### TASK DIRECTIONS
Can you write out all the rows below again, putting "image" wherever "photograph" appears, changing nothing else and leaving out the pictures?

++++++++++++++++++++

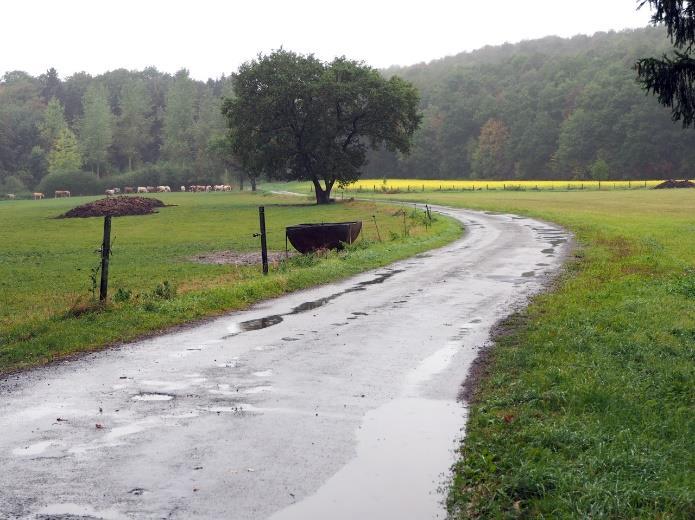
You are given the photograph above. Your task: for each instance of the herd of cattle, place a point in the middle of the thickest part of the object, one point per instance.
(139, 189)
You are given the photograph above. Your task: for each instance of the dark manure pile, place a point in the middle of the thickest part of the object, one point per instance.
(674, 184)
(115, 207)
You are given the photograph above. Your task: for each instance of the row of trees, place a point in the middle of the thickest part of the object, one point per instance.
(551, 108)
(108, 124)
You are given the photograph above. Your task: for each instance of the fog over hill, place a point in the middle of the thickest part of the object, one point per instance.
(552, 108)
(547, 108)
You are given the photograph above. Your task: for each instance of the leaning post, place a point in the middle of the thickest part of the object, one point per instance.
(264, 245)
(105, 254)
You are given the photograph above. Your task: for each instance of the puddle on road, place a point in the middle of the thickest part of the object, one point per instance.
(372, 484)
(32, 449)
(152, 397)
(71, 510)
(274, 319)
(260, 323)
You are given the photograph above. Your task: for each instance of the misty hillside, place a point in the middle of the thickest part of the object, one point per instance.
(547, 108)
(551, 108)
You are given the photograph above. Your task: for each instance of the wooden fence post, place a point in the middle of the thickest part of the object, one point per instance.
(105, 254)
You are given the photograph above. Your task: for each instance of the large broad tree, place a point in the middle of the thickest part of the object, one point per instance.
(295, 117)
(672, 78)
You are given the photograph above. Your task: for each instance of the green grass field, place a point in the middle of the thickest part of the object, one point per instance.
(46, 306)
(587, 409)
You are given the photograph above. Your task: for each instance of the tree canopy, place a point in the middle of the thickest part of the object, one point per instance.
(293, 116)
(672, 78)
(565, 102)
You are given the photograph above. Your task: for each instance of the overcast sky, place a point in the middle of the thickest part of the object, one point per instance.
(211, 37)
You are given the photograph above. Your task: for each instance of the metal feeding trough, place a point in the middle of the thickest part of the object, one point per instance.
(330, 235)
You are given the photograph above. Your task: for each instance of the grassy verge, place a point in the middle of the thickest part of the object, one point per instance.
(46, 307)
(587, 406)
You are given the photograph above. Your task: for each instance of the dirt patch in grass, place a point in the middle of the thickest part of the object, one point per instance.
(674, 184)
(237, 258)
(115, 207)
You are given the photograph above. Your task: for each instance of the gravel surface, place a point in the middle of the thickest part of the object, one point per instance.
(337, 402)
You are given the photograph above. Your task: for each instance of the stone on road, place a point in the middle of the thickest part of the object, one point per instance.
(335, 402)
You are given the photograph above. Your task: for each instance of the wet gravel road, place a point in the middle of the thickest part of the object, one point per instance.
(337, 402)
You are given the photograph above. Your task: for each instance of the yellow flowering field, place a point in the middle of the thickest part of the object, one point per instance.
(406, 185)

++++++++++++++++++++

### SOLVED EXERCISE
You are given the image above. Your task: for each instance of the herd of cattle, place a point in the middle of the thickest part of the object, one point per instance.
(139, 189)
You are given the image above. Your task: for each instance of the dark manure pile, place a point in the middle of the thickest part of the object, one point per instance.
(674, 184)
(115, 207)
You are given the image above. Your task: for each instance of the row of trees, place a point in the middle of the thickest part of the object, one point per instance.
(551, 108)
(108, 124)
You are given the image above. Your task: for each instance of the fog over hill, place a point in the middle of the thickest part of the object, one point per instance.
(552, 108)
(547, 108)
You are given the image above. Your task: for each instance of the leaning post, place a point in the middle of the thickest part of the object, one point per instance.
(264, 245)
(105, 254)
You are given the image above. Your task: for each instance of the puddle on road, place a point in the middle of the thickest part of the object, one point per instance.
(372, 484)
(32, 449)
(152, 397)
(71, 510)
(274, 319)
(260, 323)
You are given the image above. Your task: for each instance of the misty hillside, place a point in the middle of the thickest part of the object, one point per instance.
(547, 108)
(551, 108)
You are given the image above. Your task: for each instance of the wooden fence post, place a point in the middle of the thickest part of the object, one point per instance.
(105, 254)
You are given the image above. Your task: for each instance of the large broad tree, place a point in the middle of the thickest part of the object, one point per instance.
(295, 117)
(672, 78)
You are given the image above. Your task: for each instance of the green grass field, place a point in the middle of the thickest part of the object, one point per instance.
(46, 306)
(587, 409)
You are given the image above. Your task: for each instance of the tree canopy, place a point in the middle of the thickest part of the object, one point per instance.
(293, 116)
(672, 78)
(565, 102)
You are given the image above. Your task: for each instance of the overcast sky, place a point in the middle of the thickest part of the object, one point per instance.
(211, 37)
You are given the image above. Your task: for each instance of the metal feeding trough, place a point in the middle of the thickest part of the object, one point per instance.
(330, 235)
You are given the image above. Your task: for each instance of the grassy verge, place a point in the middle of the thickest part of the object, one point per instance.
(46, 307)
(587, 406)
You are given the image above. Your task: for each instance of the dirt patch in grass, place a point in the middle of the thickest part of the object, one point per instance.
(674, 184)
(237, 258)
(115, 207)
You are given the image above. Your task: for each instance of the gravel surface, place a point in the middle of the thickest part of the object, one point per instance.
(337, 402)
You are given the image above. Your task: for each instance of the stone on road, place a point in the middle of the thickest part of the object, one point per instance.
(335, 402)
You are given the image above. Your task: for each instance of the wet gravel road, place a point in the middle of the thickest part of the object, one point per instance.
(337, 402)
You are given the image above. Your task: for each instance of the yellow flowering field, place a point in the middle of the thickest part of the object, one point per instance.
(406, 185)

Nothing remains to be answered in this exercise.